### MATERIAL PROVIDED
⁂

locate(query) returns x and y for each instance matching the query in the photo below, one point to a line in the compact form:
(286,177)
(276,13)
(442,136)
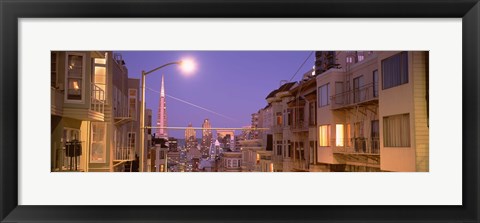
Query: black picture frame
(12,10)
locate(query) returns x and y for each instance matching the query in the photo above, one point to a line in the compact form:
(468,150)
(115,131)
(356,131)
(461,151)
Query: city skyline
(230,84)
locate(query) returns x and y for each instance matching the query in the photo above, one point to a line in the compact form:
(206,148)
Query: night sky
(232,84)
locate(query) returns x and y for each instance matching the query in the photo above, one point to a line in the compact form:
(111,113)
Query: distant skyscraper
(206,135)
(190,137)
(162,113)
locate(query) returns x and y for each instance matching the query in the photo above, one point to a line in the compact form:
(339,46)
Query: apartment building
(372,112)
(93,126)
(356,111)
(303,112)
(281,133)
(231,161)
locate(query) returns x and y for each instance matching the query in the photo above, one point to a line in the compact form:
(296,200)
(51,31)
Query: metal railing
(359,146)
(364,93)
(97,99)
(301,165)
(124,153)
(299,125)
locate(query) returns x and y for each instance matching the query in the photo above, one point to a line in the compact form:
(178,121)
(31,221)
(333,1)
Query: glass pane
(75,66)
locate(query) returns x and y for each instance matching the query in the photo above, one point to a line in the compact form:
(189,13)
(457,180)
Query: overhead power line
(309,55)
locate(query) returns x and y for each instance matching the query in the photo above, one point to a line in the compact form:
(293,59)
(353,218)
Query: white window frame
(327,85)
(104,65)
(136,102)
(104,143)
(84,58)
(56,68)
(328,135)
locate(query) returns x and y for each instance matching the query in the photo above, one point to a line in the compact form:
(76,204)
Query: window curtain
(395,70)
(396,131)
(324,135)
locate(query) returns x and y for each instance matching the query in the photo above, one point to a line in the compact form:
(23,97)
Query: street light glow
(188,65)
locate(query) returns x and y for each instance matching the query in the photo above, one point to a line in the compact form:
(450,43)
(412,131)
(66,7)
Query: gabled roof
(284,87)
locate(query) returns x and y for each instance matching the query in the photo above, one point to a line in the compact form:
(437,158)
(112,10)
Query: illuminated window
(324,135)
(98,147)
(53,68)
(100,76)
(74,77)
(339,132)
(131,140)
(323,94)
(375,83)
(132,103)
(349,135)
(396,131)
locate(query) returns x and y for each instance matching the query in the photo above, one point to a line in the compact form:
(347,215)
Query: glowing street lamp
(187,66)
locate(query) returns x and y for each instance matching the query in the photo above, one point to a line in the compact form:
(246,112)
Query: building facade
(94,109)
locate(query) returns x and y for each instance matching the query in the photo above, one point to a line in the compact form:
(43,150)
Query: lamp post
(188,66)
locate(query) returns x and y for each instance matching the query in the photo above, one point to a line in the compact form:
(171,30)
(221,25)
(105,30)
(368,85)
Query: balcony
(299,126)
(124,154)
(95,110)
(366,146)
(97,99)
(364,95)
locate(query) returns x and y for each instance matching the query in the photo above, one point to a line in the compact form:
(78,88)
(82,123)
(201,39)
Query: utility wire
(301,66)
(194,105)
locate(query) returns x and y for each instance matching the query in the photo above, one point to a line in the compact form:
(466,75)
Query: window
(339,131)
(132,103)
(323,93)
(131,140)
(358,130)
(100,75)
(375,133)
(339,94)
(279,118)
(279,147)
(289,118)
(74,77)
(360,58)
(313,147)
(53,68)
(395,70)
(98,150)
(324,135)
(358,94)
(290,149)
(349,135)
(349,59)
(312,114)
(63,161)
(375,83)
(396,131)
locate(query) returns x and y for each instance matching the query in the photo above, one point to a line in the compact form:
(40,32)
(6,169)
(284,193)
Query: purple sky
(231,83)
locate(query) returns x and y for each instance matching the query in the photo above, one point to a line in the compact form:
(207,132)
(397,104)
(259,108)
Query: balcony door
(375,134)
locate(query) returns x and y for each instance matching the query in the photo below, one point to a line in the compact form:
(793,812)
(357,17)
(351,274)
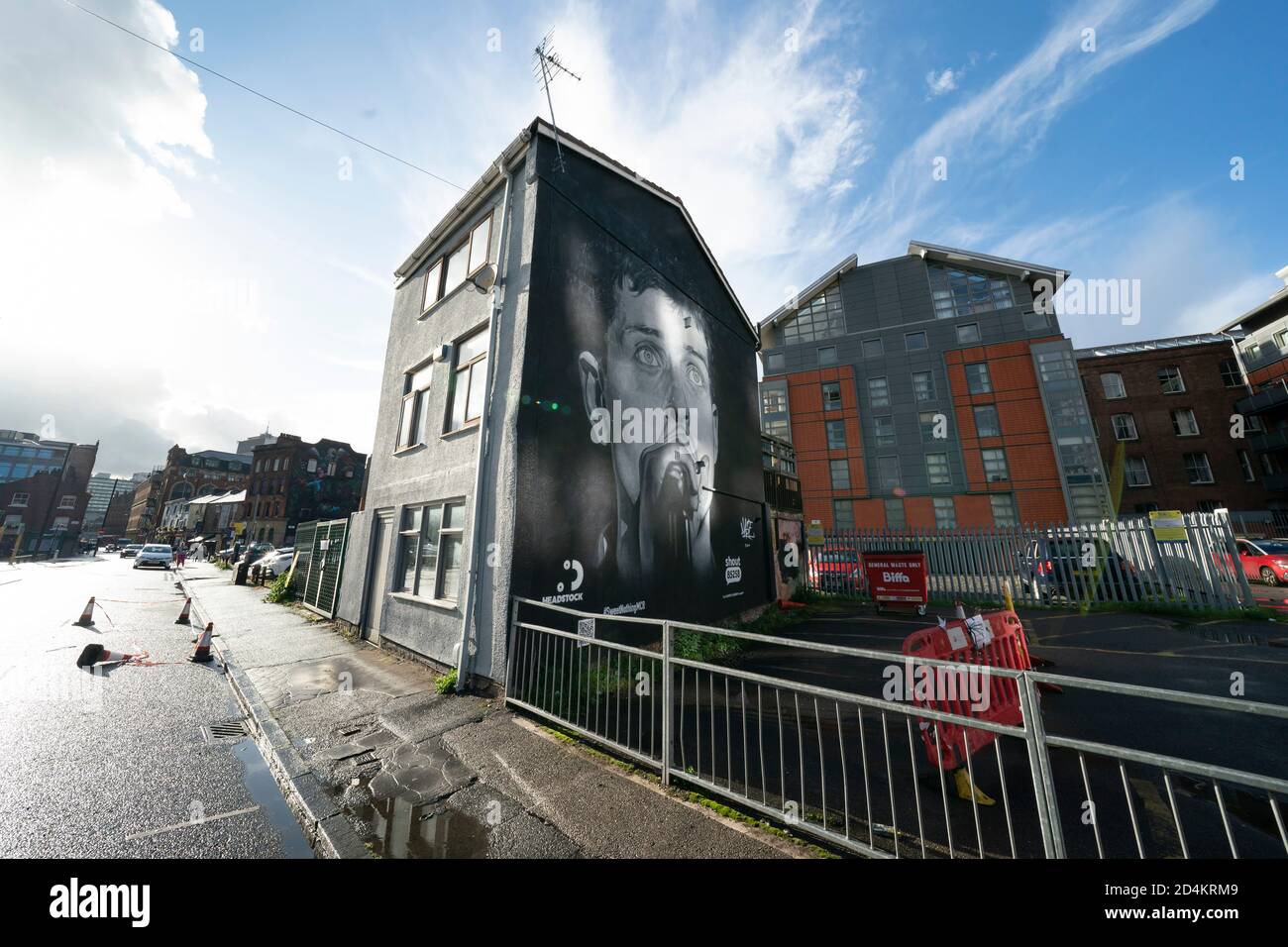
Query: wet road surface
(123,763)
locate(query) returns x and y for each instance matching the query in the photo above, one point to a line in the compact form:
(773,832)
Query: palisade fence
(1116,561)
(316,579)
(811,735)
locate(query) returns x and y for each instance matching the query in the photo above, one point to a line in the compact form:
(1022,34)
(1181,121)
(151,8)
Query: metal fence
(316,579)
(1116,561)
(809,733)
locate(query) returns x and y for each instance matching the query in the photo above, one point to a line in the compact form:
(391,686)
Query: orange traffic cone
(97,654)
(201,655)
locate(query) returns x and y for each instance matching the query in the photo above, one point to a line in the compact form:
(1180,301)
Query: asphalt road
(121,764)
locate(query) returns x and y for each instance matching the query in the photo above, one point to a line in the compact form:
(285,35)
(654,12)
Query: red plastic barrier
(951,690)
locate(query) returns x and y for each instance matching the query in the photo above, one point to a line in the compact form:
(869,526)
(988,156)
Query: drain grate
(228,729)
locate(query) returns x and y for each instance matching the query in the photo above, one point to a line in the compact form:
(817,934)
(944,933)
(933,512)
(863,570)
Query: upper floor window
(819,318)
(831,395)
(773,401)
(995,466)
(411,425)
(469,380)
(945,513)
(978,380)
(987,423)
(1231,373)
(1170,379)
(1125,427)
(923,385)
(459,263)
(965,291)
(1184,423)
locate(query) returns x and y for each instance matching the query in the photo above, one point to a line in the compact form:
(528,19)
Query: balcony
(1270,441)
(1275,483)
(1269,397)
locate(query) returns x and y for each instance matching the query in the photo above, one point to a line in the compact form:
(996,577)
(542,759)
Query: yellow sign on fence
(1168,526)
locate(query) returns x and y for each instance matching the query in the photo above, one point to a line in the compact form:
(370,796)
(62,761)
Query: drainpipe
(463,663)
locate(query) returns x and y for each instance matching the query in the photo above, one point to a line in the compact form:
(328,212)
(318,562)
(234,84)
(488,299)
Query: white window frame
(1129,423)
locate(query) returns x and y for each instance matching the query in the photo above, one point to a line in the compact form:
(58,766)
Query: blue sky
(205,253)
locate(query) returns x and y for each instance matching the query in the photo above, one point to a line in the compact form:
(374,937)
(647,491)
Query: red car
(836,571)
(1263,561)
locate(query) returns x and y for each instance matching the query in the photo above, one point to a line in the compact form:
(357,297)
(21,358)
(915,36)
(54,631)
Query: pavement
(121,763)
(374,762)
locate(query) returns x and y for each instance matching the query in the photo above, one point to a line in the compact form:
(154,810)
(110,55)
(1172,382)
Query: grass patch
(700,646)
(279,590)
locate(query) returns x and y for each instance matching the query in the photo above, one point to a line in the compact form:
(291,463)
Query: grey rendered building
(561,291)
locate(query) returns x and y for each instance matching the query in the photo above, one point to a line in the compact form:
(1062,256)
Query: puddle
(407,830)
(403,812)
(263,789)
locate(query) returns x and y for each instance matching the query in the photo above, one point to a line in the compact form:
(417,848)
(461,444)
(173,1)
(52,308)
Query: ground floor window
(430,541)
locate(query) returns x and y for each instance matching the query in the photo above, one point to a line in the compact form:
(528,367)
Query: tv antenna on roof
(546,67)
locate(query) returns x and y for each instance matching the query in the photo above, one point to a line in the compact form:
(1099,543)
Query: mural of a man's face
(657,357)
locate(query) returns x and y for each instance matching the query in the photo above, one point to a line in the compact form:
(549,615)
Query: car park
(1074,567)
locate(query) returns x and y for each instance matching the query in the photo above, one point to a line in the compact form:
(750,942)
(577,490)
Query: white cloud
(756,138)
(940,82)
(156,324)
(1006,121)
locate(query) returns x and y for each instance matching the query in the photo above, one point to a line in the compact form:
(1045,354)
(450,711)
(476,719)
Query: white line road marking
(189,825)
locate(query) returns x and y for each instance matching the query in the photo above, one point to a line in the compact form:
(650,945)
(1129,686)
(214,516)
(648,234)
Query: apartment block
(930,390)
(1167,421)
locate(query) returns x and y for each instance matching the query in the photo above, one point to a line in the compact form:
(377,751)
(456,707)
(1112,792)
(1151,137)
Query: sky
(187,263)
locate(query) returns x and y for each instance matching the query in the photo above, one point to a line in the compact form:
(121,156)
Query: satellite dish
(484,278)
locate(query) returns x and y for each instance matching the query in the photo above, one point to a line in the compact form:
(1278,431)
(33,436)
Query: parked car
(1065,567)
(274,564)
(835,570)
(155,554)
(1263,561)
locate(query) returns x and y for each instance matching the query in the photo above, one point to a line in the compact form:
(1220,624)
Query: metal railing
(1111,562)
(807,733)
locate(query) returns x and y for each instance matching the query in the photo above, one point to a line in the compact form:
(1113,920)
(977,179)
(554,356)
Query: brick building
(1163,419)
(116,518)
(47,509)
(1263,352)
(927,390)
(183,475)
(294,480)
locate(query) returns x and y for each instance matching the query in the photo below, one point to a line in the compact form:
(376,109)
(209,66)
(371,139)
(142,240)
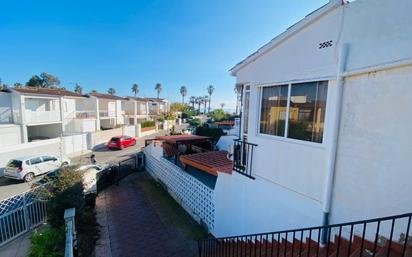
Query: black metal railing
(114,172)
(381,237)
(243,157)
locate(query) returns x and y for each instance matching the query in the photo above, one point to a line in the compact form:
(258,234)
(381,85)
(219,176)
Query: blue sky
(102,44)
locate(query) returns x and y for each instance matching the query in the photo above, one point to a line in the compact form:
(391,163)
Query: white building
(325,105)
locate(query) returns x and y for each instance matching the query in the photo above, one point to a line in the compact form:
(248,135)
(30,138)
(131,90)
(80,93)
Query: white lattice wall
(193,195)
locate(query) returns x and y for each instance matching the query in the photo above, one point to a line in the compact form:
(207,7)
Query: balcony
(85,115)
(42,116)
(243,157)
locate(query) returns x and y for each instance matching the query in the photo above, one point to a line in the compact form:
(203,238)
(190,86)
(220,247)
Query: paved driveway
(9,187)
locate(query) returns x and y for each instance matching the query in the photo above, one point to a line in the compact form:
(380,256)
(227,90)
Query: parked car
(29,167)
(54,174)
(121,142)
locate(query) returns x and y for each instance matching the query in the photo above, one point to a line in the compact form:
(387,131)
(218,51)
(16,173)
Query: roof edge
(292,30)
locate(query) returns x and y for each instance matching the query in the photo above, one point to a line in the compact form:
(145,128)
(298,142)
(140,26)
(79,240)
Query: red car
(121,142)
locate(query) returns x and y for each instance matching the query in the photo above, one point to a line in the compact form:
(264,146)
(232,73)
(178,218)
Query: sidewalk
(138,218)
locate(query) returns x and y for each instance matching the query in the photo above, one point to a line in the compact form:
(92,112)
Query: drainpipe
(331,161)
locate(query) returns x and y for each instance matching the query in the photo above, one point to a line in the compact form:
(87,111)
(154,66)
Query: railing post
(26,213)
(69,215)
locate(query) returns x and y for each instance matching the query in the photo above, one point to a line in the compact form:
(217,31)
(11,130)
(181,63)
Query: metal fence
(28,213)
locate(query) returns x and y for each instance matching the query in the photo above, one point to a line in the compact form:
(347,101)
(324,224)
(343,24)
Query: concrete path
(139,219)
(17,248)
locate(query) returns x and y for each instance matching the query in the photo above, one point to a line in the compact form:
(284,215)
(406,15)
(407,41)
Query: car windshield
(14,164)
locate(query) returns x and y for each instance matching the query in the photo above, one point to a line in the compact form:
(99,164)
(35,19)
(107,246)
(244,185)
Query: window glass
(35,160)
(307,111)
(273,110)
(246,112)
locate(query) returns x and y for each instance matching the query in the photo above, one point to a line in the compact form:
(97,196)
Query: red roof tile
(182,138)
(210,162)
(107,96)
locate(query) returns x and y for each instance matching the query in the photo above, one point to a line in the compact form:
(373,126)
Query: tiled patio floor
(139,218)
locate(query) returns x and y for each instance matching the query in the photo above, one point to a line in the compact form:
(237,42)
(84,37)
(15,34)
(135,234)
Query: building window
(273,110)
(306,107)
(246,112)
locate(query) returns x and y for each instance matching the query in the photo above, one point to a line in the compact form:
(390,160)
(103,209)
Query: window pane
(246,112)
(307,111)
(273,111)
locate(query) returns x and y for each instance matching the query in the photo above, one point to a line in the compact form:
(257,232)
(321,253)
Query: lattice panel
(192,193)
(17,201)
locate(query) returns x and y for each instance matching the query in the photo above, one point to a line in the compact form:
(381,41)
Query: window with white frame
(305,107)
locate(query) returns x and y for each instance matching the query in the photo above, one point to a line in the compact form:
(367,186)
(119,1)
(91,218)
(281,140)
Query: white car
(28,168)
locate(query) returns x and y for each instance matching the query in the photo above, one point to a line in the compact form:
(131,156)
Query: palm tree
(210,90)
(135,89)
(238,91)
(205,101)
(111,91)
(198,101)
(183,92)
(192,100)
(78,89)
(158,88)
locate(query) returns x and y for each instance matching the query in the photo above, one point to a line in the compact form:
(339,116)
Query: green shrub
(48,242)
(65,192)
(147,124)
(195,122)
(219,115)
(216,133)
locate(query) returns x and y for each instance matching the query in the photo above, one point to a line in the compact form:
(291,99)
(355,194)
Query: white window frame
(285,138)
(243,110)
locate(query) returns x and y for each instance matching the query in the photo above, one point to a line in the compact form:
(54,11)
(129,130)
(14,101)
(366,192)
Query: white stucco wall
(10,134)
(244,206)
(374,161)
(6,115)
(374,150)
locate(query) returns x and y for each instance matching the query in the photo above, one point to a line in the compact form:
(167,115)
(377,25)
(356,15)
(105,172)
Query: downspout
(332,151)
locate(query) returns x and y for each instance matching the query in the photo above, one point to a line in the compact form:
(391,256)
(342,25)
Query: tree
(205,100)
(111,91)
(135,89)
(238,91)
(183,92)
(35,81)
(192,101)
(49,80)
(210,90)
(198,101)
(158,88)
(17,85)
(78,89)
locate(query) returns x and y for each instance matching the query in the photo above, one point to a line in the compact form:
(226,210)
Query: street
(10,187)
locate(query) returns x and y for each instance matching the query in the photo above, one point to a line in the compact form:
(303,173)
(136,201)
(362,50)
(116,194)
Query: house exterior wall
(372,159)
(373,168)
(10,134)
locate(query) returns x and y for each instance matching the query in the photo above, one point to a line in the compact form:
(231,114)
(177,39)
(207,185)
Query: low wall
(195,197)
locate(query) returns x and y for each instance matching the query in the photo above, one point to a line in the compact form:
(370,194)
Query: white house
(325,134)
(326,102)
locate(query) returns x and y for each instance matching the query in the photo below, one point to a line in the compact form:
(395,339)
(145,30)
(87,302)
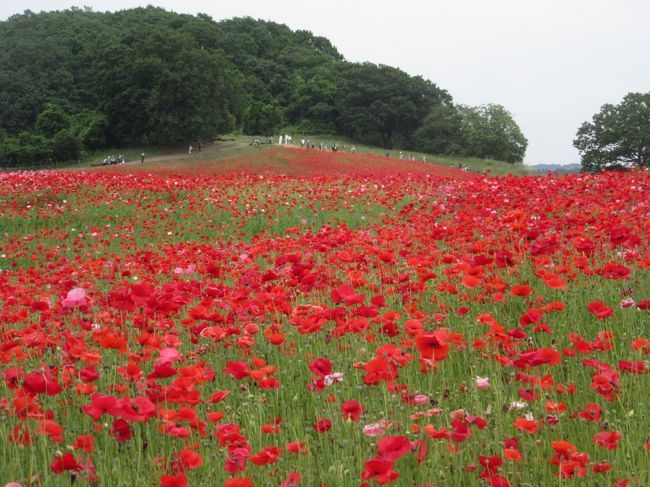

⁂

### WHAT IS EXPECTED
Show every line of the data above that contains the word "roof" and reproduce each such line in full.

### OUTPUT OF THE TASK
Query: gabled roof
Query: tv antenna on roof
Query: roof edge
Query: red roof tile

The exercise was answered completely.